▶ _PAGE EXCERPT_
(begin)

Sometimes, the popularity, or lack of popularity, of a book perplexes me. An example I’ve used a lot this year is James Branch Cabell – how has a writer of such fluency, pathos and humour, of novels so easily read, been so forgotten in an age in which pale imitators of his style continue to be sucessful? Only sheer bad luck seems to explain it.
Daniel Abraham is not James Branch Cabell, in almost any way. But his name’s trajectory through the consciousness of genre readers seems to show a similar pattern, albeit in miniature. Abraham attained considerable notability as a short story writer – nominated for the Hugo, the Nebula, and the WFA – before producing this debut novel, A Shadow in Summer, to great acclaim, if not to immediate blockbuster sales. My copy comes complete with blurbs from George RR Martin, Connie Willis, Jacqueline Carey, S.M. Stirling, and Walter Jon Williams. Jo Walton thought it worthwhile including reviews of all four books of this series in her collection of writings on “re-reading the classics” of the genre (though to be fair, it’s a big collection). In my poll back in 2010 of around 100 members of a fantasy fan forum, Abraham ended up in the top 20 living authors, and this quartet, The Long Price Quartet ended up in the list of 10 genre works to read from the 21st century (alongside works by Abercrombie, Bakker, Chiang, Erikson, Lynch, Mièville, Morgan, Stover and Valente – books like Jonathan Strange and Mr Norrell, American Gods, The Road, and Cloud Atlas all got runner-up honourable-mention placings). Six years ago, people were excited by the name of Daniel Abraham, even if they hadn’t always gotten around to reading him.
Now, they aren’t. Well, I’m sure some are, but more don’t seem to have heard of him; his books rarely if ever feature these days in the endless merry-go-round of Goodreads group read nominations, and hardly anyone I know has read his works, at least under that name. The Quartet was followed by the Dagger and Coin series, which apparently is still ongoing, which I didn’t even know because his new works don’t seem to make any waves in the various circles of bloggers and reviewers I loosely keep an eye on. Now I should be clear: the guy’s not suffering. In fact his popularity is growing all the time: it’s just that that fandom is attached to a different name, that of James Corey, author of the (as seen on TV) Expanse novels, of whom Abraham forms one half. He’s also probably made a fair few pennies as the writer for the graphic novel adaptations of A Game of Thrones. So, well done Daniel Abraham, he’s doing pretty well for himself. But part of me has always wondered what happened to the original version – how come so many people recommended these books to me, and now how come so few people seem to have heard of them today?
Like I said, sometimes the fickleness of public interest is just inscrutable.
Other times it isn’t, and this is one of those times.

(end)

▶ _MATERIAL_
(begin)

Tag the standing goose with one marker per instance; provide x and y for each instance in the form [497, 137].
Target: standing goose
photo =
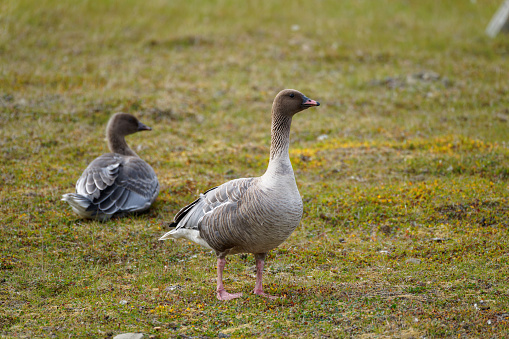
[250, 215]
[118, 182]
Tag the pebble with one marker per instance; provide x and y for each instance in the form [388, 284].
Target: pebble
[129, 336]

(end)
(begin)

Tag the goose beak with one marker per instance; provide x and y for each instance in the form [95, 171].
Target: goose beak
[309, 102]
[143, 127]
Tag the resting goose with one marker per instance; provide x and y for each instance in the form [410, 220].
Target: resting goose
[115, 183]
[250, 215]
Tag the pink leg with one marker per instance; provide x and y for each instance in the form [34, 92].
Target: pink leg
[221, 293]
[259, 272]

(end)
(begin)

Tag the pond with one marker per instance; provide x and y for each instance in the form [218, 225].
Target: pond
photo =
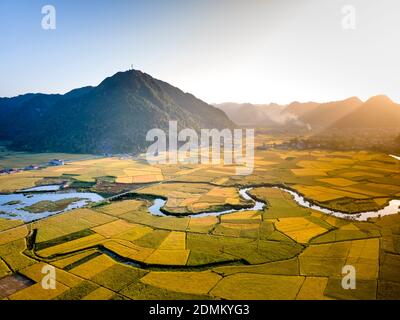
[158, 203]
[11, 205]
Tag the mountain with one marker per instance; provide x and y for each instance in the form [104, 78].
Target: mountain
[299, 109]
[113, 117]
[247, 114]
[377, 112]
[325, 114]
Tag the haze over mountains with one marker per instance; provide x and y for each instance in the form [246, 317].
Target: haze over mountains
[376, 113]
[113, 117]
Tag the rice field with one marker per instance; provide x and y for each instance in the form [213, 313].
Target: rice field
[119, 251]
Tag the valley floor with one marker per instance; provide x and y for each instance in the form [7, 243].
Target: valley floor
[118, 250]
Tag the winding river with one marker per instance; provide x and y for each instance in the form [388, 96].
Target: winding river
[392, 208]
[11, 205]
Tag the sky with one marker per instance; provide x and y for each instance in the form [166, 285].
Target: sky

(end)

▶ _CHALLENGES_
**1.** Why does the excerpt about Daniel Abraham say he is not suffering, even though fewer readers seem to know his name? Answer in one to three sentences.
**2.** Answer these questions from the excerpt about Daniel Abraham:
(a) Which three awards was Abraham nominated for as a short story writer?
(b) Roughly how many people took part in the 2010 poll, and where were they members?
(c) Which series followed The Long Price Quartet?
The records play no part in what comes next.

▶ _SOLUTIONS TO THE PROBLEMS_
**1.** His popularity is growing under a different name, James Corey, the author of the Expanse novels, of which Abraham forms one half. He has also likely earned a good deal as the writer of the graphic novel adaptations of A Game of Thrones.

**2.**
(a) The Hugo, the Nebula, and the WFA.
(b) Around 100 members of a fantasy fan forum.
(c) The Dagger and Coin series.